• What to do:
1. List the four stages of action in the graduated approach that the text on early years SEN support says all settings should adopt.
2. Resume the text on early years SEN support, starting right after its final sentence.

• Text shown:
>>>

SEN Support in the early years
Where a setting identifies a child as having SEN (a child or young person has special educational needs if they have a learning difficulty or disability which requires special educational provision to be made) they must work in partnership with parents to establish the support the child needs.
SEN support is the extra help offered to a child or young person to enable them to learn and make progress in their learning alongside others of the same age.
Where a setting makes special educational provision for a child with SEN, they should inform the parents. All settings should adopt a graduated approach with four stages of action: assess, plan, do and review.
This should be recorded within One page profiles/My support plan.
The graduated approach to SEN Support
In identifying a child as needing SEN support, the early years practitioner, working with the setting Special educational needs coordinator (SENCO) and the child’s parents, will have carried out an analysis of the child’s needs. This initial assessment should be reviewed regularly to ensure that support is matched to need. Where there is little or no improvement in the child’s progress, more specialist assessment may be called for from specialist teachers or from health, social services or other agencies beyond the setting. Where professionals are not already working with the setting, the SENCO should contact them, with the parents’ agreement.
Where it is decided to provide SEN support, the school must tell parents. The practitioner and the SENCO should agree, in consultation with the parent a plan of support including:
- the outcomes they are seeking,
- the interventions and support to be put in place,
- the expected impact on progress, development or behaviour,
- a clear date for review.
The early years practitioner, usually the child’s key person, remains responsible for working with the child on a daily basis. With support from the SENCO, they should oversee the implementation of the interventions or programmes agreed as part of SEN support. The SENCO should support the practitioner in assessing the child’s response to the action taken, in problem solving and advising on the effective implementation of support.

<<<

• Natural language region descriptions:
>>>

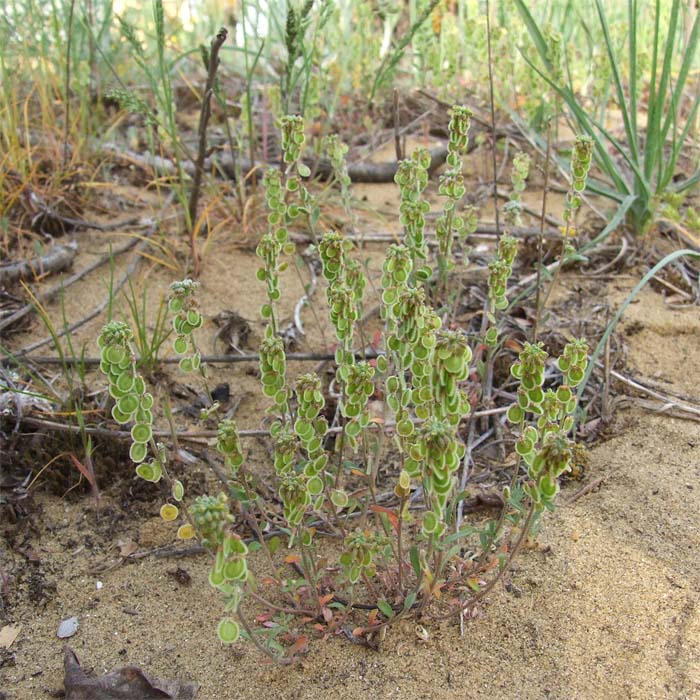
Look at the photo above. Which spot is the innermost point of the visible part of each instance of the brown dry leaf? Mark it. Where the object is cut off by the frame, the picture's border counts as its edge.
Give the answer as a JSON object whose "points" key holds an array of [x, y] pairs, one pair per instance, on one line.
{"points": [[128, 683], [8, 634]]}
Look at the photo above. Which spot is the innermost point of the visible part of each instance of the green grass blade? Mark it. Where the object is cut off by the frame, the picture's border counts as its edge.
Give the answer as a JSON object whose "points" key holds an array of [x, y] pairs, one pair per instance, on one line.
{"points": [[653, 155], [611, 326], [622, 103], [632, 41]]}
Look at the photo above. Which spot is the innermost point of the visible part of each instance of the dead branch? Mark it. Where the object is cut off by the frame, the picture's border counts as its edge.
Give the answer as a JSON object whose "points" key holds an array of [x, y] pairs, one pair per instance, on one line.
{"points": [[57, 259]]}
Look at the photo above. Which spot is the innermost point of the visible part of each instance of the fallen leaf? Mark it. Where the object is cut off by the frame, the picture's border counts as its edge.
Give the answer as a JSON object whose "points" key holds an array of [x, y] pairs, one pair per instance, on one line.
{"points": [[8, 634], [128, 683], [126, 547]]}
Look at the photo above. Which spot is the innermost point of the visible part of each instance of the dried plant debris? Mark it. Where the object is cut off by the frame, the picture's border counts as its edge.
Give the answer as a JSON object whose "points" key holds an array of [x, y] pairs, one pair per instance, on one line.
{"points": [[128, 683]]}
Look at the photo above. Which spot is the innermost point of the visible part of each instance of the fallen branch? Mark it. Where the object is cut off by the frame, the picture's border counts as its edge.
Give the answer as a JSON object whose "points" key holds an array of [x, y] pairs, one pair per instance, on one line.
{"points": [[57, 259]]}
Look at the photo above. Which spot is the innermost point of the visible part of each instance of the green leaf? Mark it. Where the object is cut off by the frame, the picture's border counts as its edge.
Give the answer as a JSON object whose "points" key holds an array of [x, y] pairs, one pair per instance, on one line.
{"points": [[385, 609], [415, 560]]}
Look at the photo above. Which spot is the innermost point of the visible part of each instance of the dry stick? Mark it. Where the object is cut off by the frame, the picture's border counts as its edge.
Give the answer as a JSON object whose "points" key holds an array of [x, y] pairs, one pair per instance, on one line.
{"points": [[502, 571], [131, 268], [203, 434], [50, 293], [204, 115], [358, 172], [209, 359], [397, 125]]}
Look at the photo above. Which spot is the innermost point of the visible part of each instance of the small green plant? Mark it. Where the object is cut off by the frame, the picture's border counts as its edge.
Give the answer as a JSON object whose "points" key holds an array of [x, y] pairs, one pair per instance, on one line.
{"points": [[148, 343], [644, 163], [413, 554]]}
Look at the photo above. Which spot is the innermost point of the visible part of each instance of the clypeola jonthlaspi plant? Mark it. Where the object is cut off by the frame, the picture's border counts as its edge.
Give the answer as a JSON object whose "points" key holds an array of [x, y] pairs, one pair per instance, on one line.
{"points": [[402, 549], [643, 166]]}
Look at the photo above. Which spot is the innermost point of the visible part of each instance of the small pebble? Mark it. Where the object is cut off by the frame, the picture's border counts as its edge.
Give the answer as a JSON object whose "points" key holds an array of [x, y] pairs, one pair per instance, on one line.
{"points": [[67, 628]]}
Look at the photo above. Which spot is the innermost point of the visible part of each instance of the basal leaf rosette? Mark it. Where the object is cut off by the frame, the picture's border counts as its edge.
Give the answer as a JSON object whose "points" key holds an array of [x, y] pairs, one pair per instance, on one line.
{"points": [[211, 516]]}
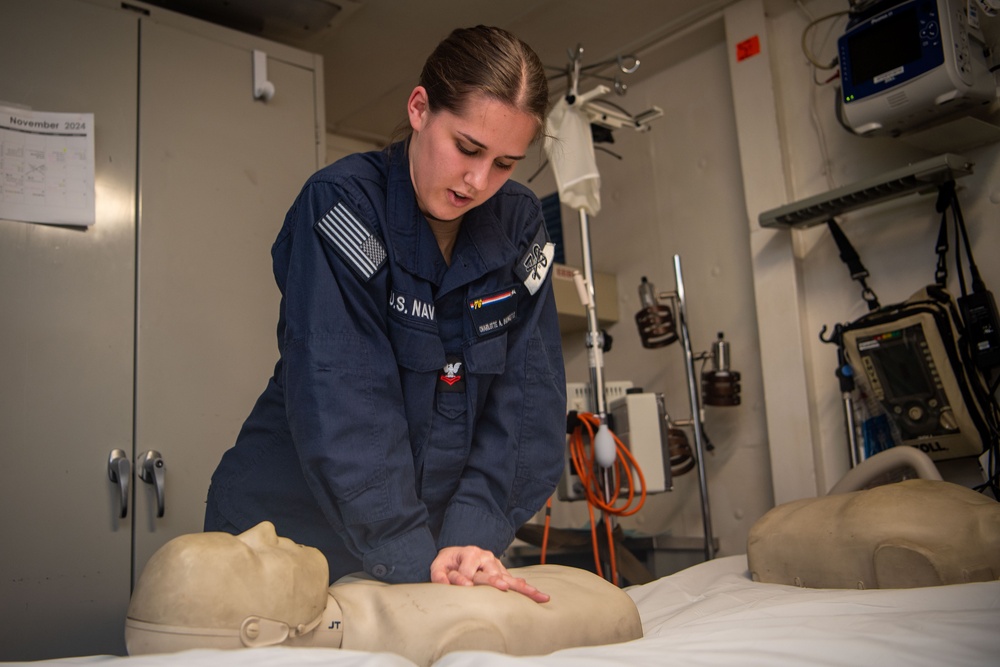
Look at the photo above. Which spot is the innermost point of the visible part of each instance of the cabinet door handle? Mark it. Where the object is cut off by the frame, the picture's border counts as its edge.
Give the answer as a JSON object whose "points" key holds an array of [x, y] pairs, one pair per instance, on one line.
{"points": [[120, 472], [152, 471]]}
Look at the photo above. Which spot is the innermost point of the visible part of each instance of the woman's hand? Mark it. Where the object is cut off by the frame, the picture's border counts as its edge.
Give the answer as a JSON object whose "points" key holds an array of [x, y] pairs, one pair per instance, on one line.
{"points": [[472, 566]]}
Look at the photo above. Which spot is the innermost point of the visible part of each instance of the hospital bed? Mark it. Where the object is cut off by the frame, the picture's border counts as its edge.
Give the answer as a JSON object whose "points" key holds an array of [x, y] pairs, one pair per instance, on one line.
{"points": [[714, 614]]}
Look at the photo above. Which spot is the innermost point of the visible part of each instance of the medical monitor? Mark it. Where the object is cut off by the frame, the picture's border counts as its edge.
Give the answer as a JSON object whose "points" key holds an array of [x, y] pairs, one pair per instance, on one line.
{"points": [[907, 65]]}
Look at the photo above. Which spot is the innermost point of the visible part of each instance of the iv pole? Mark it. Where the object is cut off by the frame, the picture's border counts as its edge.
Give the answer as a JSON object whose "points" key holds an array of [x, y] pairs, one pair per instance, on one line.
{"points": [[605, 451]]}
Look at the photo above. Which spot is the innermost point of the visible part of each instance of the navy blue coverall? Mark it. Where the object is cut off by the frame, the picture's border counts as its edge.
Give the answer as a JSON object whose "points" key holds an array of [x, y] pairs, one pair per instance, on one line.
{"points": [[415, 405]]}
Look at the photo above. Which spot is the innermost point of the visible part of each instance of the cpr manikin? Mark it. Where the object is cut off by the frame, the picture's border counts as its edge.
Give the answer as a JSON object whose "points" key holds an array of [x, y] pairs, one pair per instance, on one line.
{"points": [[216, 590], [919, 532]]}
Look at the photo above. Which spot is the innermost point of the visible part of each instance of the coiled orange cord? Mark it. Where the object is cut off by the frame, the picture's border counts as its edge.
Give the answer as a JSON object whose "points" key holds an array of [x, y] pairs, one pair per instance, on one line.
{"points": [[582, 456]]}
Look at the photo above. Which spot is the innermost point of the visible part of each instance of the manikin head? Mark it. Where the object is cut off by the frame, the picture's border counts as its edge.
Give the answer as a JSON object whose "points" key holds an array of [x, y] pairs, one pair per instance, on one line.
{"points": [[216, 590]]}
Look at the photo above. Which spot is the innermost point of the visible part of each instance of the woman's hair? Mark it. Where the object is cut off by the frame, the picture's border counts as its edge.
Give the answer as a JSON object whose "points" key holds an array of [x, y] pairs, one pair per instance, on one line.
{"points": [[490, 61]]}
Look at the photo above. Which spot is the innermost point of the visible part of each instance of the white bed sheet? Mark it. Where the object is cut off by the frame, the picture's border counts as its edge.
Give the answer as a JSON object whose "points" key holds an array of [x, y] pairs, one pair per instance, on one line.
{"points": [[712, 614]]}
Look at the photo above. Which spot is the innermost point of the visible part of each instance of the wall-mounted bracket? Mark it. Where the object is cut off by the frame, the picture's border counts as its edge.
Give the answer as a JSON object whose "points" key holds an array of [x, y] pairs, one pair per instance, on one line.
{"points": [[923, 176]]}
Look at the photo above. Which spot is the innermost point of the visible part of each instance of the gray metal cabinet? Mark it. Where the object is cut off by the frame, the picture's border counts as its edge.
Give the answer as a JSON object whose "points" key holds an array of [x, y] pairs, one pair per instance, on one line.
{"points": [[153, 330]]}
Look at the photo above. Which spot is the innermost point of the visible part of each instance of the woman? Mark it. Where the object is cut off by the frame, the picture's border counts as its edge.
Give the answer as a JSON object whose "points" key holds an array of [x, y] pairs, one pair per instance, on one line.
{"points": [[416, 417]]}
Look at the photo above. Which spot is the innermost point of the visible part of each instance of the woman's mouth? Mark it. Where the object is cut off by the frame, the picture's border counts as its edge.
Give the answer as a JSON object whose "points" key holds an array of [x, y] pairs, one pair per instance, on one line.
{"points": [[458, 199]]}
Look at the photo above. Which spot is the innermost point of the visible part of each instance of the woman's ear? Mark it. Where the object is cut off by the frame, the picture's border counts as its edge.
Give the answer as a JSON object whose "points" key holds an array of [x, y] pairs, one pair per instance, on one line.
{"points": [[417, 108]]}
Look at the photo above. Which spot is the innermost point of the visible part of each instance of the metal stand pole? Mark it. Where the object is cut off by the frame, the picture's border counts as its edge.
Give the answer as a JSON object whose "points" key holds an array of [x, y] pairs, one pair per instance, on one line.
{"points": [[696, 412], [595, 339]]}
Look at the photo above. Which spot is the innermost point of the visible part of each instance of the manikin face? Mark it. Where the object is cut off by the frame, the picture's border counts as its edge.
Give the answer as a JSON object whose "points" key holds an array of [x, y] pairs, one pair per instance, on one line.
{"points": [[458, 162], [215, 580]]}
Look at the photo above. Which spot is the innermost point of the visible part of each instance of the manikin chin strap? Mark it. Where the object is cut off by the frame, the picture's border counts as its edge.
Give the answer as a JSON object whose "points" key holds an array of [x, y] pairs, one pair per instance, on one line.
{"points": [[254, 631]]}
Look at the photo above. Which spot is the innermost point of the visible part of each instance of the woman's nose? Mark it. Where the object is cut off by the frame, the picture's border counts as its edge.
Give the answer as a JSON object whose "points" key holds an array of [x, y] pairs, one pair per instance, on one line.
{"points": [[477, 175]]}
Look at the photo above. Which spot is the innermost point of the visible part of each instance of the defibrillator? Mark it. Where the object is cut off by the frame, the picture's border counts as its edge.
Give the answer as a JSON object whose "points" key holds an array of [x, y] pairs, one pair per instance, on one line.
{"points": [[922, 364], [907, 357]]}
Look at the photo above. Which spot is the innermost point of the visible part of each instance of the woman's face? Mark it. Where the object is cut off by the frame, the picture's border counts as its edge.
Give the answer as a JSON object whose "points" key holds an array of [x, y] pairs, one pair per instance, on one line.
{"points": [[457, 162]]}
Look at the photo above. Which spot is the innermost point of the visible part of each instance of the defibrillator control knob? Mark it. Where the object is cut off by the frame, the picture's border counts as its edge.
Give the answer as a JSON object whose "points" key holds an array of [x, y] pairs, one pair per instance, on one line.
{"points": [[947, 420]]}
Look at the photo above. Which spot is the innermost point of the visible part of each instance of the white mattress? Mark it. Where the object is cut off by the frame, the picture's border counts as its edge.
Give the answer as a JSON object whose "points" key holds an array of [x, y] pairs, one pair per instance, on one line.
{"points": [[713, 614]]}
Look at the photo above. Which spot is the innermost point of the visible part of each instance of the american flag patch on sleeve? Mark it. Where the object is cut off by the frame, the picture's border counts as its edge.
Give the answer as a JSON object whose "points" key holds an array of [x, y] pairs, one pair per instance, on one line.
{"points": [[353, 240]]}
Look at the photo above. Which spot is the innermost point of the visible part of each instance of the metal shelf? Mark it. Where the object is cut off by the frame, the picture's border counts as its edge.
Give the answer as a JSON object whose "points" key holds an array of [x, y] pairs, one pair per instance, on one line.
{"points": [[922, 176]]}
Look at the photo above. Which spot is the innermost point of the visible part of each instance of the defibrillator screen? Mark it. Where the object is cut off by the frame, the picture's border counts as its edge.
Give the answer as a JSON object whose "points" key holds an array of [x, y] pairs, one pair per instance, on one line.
{"points": [[886, 45], [900, 364]]}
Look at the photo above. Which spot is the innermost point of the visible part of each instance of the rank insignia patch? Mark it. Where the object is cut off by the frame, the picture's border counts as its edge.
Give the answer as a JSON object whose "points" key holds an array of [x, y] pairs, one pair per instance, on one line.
{"points": [[353, 240], [452, 377], [535, 264]]}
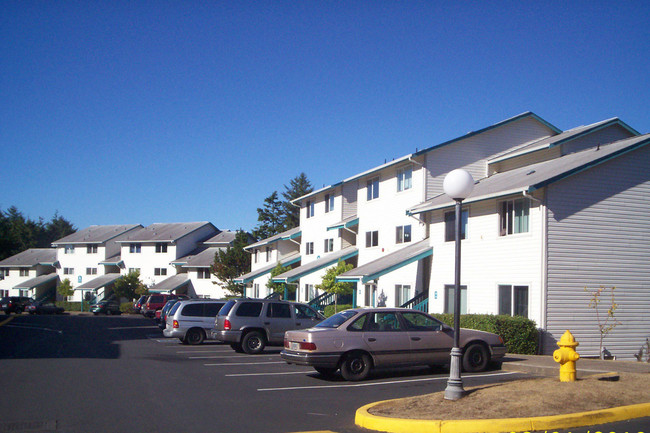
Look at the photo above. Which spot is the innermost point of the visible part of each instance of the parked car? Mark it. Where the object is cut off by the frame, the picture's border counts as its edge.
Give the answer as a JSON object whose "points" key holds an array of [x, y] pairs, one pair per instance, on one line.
{"points": [[358, 340], [191, 321], [106, 307], [249, 325], [43, 307], [157, 301], [14, 304], [137, 307]]}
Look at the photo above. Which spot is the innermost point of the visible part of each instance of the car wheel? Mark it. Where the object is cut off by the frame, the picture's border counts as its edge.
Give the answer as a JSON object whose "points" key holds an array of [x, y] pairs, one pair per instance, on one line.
{"points": [[253, 342], [325, 371], [475, 358], [194, 336], [356, 366]]}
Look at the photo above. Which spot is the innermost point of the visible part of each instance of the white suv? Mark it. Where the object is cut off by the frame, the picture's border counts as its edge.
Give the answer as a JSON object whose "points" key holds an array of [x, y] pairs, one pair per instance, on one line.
{"points": [[192, 320]]}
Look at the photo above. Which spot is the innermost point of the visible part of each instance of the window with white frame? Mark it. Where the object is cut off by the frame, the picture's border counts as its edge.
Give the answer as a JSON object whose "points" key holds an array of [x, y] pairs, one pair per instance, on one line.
{"points": [[329, 245], [329, 203], [402, 234], [372, 188], [514, 216], [372, 239], [450, 289], [513, 300], [402, 294], [404, 178], [450, 225]]}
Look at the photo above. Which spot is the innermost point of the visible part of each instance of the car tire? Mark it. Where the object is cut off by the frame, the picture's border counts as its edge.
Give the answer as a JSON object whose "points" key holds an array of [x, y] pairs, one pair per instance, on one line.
{"points": [[475, 358], [253, 342], [194, 336], [356, 366], [325, 371]]}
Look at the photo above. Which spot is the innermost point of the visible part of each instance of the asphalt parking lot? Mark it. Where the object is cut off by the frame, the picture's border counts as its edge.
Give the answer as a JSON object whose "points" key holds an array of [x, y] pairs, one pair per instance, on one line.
{"points": [[83, 373]]}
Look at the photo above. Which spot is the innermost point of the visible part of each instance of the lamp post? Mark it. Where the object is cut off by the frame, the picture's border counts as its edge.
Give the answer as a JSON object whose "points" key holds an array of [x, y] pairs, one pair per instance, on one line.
{"points": [[458, 184]]}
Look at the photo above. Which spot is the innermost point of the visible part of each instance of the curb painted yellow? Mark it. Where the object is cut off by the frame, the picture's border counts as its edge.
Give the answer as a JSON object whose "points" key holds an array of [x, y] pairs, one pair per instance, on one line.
{"points": [[365, 419]]}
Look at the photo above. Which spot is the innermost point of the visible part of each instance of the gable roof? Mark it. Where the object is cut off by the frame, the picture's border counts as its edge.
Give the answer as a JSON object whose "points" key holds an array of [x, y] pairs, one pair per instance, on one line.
{"points": [[165, 232], [30, 258], [96, 234], [527, 114], [535, 176]]}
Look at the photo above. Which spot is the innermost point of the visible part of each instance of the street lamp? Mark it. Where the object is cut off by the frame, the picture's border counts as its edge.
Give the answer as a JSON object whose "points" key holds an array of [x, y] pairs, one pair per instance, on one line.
{"points": [[458, 184]]}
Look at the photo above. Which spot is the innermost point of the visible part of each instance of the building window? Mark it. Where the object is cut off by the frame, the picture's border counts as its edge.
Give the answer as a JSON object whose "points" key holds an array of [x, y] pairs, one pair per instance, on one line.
{"points": [[450, 226], [372, 188], [513, 216], [372, 239], [402, 294], [513, 300], [404, 178], [449, 299], [329, 203], [403, 234]]}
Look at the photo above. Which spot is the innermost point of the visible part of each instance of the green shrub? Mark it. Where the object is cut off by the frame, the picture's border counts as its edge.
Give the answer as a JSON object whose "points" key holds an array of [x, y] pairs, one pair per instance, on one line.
{"points": [[329, 310], [519, 334], [127, 307]]}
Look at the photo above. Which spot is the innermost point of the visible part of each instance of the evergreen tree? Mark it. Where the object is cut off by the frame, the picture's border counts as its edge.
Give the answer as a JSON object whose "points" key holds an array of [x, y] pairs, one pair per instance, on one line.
{"points": [[298, 186], [231, 263]]}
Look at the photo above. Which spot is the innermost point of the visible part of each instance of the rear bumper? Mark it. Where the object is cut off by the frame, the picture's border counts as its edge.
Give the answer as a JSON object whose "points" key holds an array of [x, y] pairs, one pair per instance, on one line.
{"points": [[325, 360]]}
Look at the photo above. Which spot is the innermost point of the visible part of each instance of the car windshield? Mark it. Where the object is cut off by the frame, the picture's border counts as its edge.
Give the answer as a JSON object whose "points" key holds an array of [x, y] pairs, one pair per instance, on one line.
{"points": [[336, 320]]}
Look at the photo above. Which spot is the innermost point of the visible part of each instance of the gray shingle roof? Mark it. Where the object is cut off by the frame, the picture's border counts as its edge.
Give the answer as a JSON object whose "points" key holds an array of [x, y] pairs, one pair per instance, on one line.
{"points": [[96, 234], [535, 176], [165, 232], [30, 258]]}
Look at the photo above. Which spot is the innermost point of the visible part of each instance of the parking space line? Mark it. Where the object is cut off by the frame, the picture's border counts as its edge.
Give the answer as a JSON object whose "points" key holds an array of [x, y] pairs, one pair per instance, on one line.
{"points": [[365, 384], [244, 363]]}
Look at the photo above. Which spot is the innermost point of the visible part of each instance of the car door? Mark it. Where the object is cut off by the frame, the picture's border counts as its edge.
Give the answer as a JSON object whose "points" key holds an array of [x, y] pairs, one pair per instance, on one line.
{"points": [[278, 320], [430, 342], [386, 339]]}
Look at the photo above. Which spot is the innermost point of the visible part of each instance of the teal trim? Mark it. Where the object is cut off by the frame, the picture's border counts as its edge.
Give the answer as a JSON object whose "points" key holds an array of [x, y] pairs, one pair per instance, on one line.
{"points": [[396, 266]]}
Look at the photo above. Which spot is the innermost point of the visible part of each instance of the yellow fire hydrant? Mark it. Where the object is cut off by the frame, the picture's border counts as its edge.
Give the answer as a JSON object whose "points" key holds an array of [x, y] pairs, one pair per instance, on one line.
{"points": [[567, 357]]}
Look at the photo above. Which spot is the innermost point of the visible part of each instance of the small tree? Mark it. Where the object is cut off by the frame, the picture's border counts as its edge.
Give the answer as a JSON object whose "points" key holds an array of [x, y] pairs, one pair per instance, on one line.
{"points": [[129, 286], [330, 285], [608, 323], [278, 287], [231, 263], [65, 289]]}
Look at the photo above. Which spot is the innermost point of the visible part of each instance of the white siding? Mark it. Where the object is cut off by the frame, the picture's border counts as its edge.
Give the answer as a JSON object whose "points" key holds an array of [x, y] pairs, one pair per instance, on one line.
{"points": [[599, 236]]}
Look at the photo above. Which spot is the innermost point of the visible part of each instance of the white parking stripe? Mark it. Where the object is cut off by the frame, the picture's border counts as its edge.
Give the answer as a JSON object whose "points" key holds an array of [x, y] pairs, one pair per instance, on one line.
{"points": [[358, 385], [244, 363]]}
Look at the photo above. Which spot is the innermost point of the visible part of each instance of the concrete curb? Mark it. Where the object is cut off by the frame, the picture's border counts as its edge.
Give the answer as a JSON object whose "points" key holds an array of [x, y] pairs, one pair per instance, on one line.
{"points": [[553, 422]]}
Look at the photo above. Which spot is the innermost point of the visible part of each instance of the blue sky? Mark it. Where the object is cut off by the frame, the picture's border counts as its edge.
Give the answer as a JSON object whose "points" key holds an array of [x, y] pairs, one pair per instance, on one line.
{"points": [[118, 112]]}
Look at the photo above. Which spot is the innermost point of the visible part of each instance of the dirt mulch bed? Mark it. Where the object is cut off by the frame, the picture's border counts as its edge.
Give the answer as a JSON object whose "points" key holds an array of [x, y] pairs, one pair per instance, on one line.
{"points": [[525, 398]]}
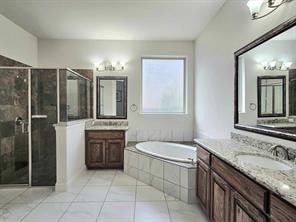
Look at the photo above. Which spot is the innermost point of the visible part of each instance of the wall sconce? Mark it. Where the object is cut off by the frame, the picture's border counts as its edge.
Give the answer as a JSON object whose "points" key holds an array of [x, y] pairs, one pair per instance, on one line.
{"points": [[256, 5], [108, 66], [277, 65]]}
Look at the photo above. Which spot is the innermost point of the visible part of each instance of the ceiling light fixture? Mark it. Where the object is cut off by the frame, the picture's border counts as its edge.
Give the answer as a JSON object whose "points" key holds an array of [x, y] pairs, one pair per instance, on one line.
{"points": [[256, 5], [108, 66]]}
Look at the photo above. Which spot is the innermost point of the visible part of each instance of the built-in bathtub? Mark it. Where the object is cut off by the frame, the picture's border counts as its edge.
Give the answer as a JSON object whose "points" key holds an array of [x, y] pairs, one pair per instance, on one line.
{"points": [[169, 167]]}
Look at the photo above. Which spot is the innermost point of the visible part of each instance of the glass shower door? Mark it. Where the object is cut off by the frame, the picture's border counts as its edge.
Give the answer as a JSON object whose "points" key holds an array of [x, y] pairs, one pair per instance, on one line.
{"points": [[14, 131]]}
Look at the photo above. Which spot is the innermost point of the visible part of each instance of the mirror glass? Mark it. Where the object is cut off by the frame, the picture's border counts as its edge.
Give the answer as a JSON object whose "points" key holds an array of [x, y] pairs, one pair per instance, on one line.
{"points": [[271, 96], [78, 97], [111, 99], [267, 84]]}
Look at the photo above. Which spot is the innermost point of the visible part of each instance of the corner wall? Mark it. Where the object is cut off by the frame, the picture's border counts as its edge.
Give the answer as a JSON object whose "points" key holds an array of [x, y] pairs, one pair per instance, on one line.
{"points": [[84, 53], [230, 30], [17, 44]]}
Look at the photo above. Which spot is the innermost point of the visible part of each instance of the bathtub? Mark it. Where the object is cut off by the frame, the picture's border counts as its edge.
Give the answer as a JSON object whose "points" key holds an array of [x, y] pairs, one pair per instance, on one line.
{"points": [[169, 167], [169, 151]]}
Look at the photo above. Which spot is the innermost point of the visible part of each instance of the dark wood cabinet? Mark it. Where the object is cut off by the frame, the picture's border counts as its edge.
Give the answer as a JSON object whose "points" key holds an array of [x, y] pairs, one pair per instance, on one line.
{"points": [[226, 194], [115, 153], [104, 149], [243, 211], [220, 197], [203, 185], [95, 153], [281, 211]]}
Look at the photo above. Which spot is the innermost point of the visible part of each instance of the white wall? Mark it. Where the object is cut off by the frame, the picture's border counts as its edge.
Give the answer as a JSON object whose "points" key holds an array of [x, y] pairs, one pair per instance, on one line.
{"points": [[70, 143], [16, 43], [230, 30], [84, 53]]}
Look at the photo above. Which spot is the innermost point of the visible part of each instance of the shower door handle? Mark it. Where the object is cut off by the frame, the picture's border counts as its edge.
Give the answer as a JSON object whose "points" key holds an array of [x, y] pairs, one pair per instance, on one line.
{"points": [[22, 123]]}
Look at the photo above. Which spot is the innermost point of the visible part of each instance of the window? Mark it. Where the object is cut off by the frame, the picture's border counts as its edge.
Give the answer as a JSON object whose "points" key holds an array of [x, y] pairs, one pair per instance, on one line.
{"points": [[163, 85]]}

<<<

• Responses by task:
1. assess, plan, do, review

2.
The effectiveness of the support and its impact on the child’s progress should be reviewed in line with the agreed date. The impact and quality of the support should be evaluated by the practitioner and the SENCO working with the child’s parents and taking into account the child’s views. They should agree any changes to the outcomes and support for the child in light of their progress and development. Parents should have clear information about the impact of the support provided and be involved in planning next steps.
This cycle of action should be revisited in increasing detail and with increasing frequency, to identify the best way of securing good progress.
The graduated approach should be led and co-ordinated by the setting SENCO working with and supporting individual practitioners in the setting and informed by Early Years Foundation Stage (EYFS) materials, the Early Years Outcomes guidance and Early Support resources.
Where a child continues to make less than expected progress, despite evidence-based support and interventions that are matched to the child’s area of need, practitioners should consider involving appropriate specialists. The decision to involve specialists should be taken with the child’s parents.
The specialists can include health visitors, speech and language therapists, Portage workers, educational psychologists or specialist teachers, who may be able to identify effective strategies, equipment, programmes or other interventions to enable the child to make progress towards the desired learning and development outcomes.